Work order 1:
Rewrite the paragraph beginning "The 1991-92 season brought more franchise records" from the text on the Bulls' first three-peat as a short bulleted list that keeps its main facts.
Work order 2:
Translate this sentence from the text on the Bulls' first three-peat into Spanish: "They became only the 4th team in history to win back-to-back titles."

The first three-peat (1990-93)

After an awkward 0-3 start to the 1990-91 season, the Bulls went on a tear the rest of the way. With Phil Jackson’s triangle offense stressing teamwork but also defensive effort, Chicago looked almost unstoppable. On December, 4th, they scored 155 points in regulation against Phoenix. They finished 61-21, becoming only the 9th team in history to win 60+ games on a season. They cruised again through the playoffs, sweeping the Knicks in the first round, and their rivals Detroit Pistons in the Conference Finals, to reach their first ever NBA Finals, where they met Magic Johnson’s L.A Lakers. The highly-anticipated confrontation never really happened as the Chicago Bulls steamrolled past the Lakers and snatched their first title by winning the series 4-1. Michael Jordan was named League MVP for the second time, won his fifth scoring title and was crowned Finals MVP.
The 1991-92 season brought more franchise records. The men in red put together a 14-game winning streak in December, and a 13-game one in January, posted a 36-5 home record and racked up 31 wins on the road, to finish 67-15. However the playoffs proved more difficult than the previous year. The New York Knicks stretched the semifinals series to seven games and Cleveland resisted six games before giving in. In the Finals, they met the Clyde Drexler-led Portland Trail Blazers. With the Bulls leading the series 3-2, Portland took a significant lead in the third quarter of game 6. But the Chicago bench initiated the biggest fourth-quarter comeback in Finals history and the Bulls eventually won the game to take home their second championship in a row. They became only the 4th team in history to win back-to-back titles. Jordan was once again the scoring champion, and was crowned both league MVP and Finals MVP for the second year in a row, a feat only Larry Bird had accomplished before him.

Data listing:
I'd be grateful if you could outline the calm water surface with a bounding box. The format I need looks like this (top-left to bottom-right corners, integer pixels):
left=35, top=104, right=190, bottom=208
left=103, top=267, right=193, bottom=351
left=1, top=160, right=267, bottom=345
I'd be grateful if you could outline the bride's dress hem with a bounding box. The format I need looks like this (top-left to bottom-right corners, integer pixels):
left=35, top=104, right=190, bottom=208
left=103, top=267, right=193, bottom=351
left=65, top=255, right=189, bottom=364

Task output 1:
- The Bulls set franchise records with a 14-game winning streak in December and a 13-game streak in January.
- They went 36-5 at home and won 31 games on the road, finishing 67-15.
- The playoffs were harder than the year before. The New York Knicks took the semifinals to seven games, and Cleveland lasted six.
- In the Finals they faced the Clyde Drexler-led Portland Trail Blazers. Up 3-2 in the series, the Bulls trailed significantly in the third quarter of game 6. Their bench then started the biggest fourth-quarter comeback in Finals history, and they won a second straight championship.
- They became only the 4th team in history to win back-to-back titles.
- Jordan was the scoring champion again. He won both league MVP and Finals MVP for the second year in a row, a feat only Larry Bird had accomplished before him.

Task output 2:
Se convirtieron en apenas el cuarto equipo de la historia en ganar títulos consecutivos.